> **Collected data entries**:
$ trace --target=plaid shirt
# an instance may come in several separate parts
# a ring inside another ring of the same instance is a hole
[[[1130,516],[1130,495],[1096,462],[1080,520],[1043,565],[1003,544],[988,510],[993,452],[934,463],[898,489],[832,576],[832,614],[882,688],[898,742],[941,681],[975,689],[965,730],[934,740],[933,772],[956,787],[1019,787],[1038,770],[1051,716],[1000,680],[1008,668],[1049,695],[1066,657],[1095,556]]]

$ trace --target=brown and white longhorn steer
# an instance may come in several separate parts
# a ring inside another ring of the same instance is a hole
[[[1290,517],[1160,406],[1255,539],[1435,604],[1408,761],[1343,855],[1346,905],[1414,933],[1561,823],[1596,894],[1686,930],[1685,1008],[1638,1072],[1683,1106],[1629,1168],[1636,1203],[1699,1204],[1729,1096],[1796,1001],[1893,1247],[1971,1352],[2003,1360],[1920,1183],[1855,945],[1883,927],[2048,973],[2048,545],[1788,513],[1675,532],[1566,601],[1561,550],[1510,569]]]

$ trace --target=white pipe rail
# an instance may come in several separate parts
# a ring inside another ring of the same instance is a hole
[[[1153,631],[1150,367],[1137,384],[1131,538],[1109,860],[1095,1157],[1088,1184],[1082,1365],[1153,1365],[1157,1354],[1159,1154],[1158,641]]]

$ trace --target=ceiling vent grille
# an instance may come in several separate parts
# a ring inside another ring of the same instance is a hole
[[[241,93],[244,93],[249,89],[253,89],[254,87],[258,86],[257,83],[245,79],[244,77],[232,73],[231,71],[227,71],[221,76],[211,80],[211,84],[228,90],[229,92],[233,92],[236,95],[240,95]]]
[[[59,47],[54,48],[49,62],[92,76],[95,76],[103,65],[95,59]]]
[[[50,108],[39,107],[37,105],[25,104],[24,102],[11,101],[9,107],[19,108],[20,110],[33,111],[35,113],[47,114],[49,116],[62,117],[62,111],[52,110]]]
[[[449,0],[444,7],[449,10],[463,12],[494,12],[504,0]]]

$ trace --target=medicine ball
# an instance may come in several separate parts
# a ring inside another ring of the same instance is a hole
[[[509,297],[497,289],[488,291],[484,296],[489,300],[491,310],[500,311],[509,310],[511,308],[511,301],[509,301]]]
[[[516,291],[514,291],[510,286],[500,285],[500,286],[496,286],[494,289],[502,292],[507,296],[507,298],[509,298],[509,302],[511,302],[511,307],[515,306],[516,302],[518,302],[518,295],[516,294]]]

> **REQUIRED ACTION**: Set the data down again in full, exactly as given.

> **RESPONSE TO THIS EXERCISE**:
$ trace --target=plaid shirt
# an instance may come in several separate parts
# a ring inside another ring of the same instance is a hole
[[[1130,516],[1130,495],[1096,462],[1080,520],[1043,565],[1003,544],[988,510],[993,452],[934,463],[898,489],[832,576],[832,614],[882,688],[898,742],[941,681],[975,689],[965,730],[934,740],[933,772],[956,787],[1019,787],[1038,770],[1051,716],[1000,680],[1008,668],[1049,695],[1066,657],[1095,556]]]

$ trace --target=brown and white longhorn steer
# an instance may come in several separate parts
# a ring inside another ring of the same instance is a hole
[[[1290,517],[1160,406],[1255,539],[1435,604],[1408,761],[1343,855],[1346,905],[1414,933],[1561,823],[1596,894],[1686,930],[1685,1008],[1638,1072],[1683,1106],[1629,1168],[1636,1203],[1699,1204],[1729,1096],[1796,1001],[1893,1247],[1971,1352],[2003,1360],[1920,1183],[1855,945],[1883,927],[2048,973],[2048,545],[1788,513],[1675,532],[1566,601],[1561,550],[1510,569]]]

$ trace --target=white pipe rail
# an instance may come in several separate parts
# a ring inside another ring of the same instance is a hole
[[[1153,631],[1150,367],[1137,384],[1131,538],[1109,860],[1095,1157],[1088,1184],[1082,1365],[1153,1365],[1157,1354],[1159,1154],[1158,641]]]

$ trace --target=ceiling vent grille
# an instance may come in several separate parts
# a ring inside another ring of the same instance is a hole
[[[241,93],[244,93],[249,89],[253,89],[254,87],[258,86],[257,83],[245,79],[244,77],[232,73],[231,71],[227,71],[221,76],[211,80],[211,84],[228,90],[229,92],[233,92],[236,95],[240,95]]]
[[[59,47],[54,48],[49,62],[92,76],[95,76],[103,65],[95,59]]]
[[[50,108],[39,107],[37,105],[25,104],[24,102],[11,101],[9,107],[19,108],[20,110],[33,111],[35,113],[47,114],[49,116],[62,117],[62,111],[52,110]]]
[[[449,0],[444,7],[449,10],[463,12],[494,12],[504,0]]]

$ trace --target=medicine ball
# an instance may come in several separate parts
# a ring inside another ring of the same instance is a hole
[[[509,297],[497,289],[488,291],[484,296],[489,300],[491,310],[500,311],[509,310],[511,308],[511,301],[509,301]]]
[[[516,291],[514,291],[510,286],[500,285],[500,286],[496,286],[494,289],[502,292],[507,296],[507,298],[509,298],[509,302],[511,302],[511,307],[515,306],[516,302],[518,302],[518,295],[516,294]]]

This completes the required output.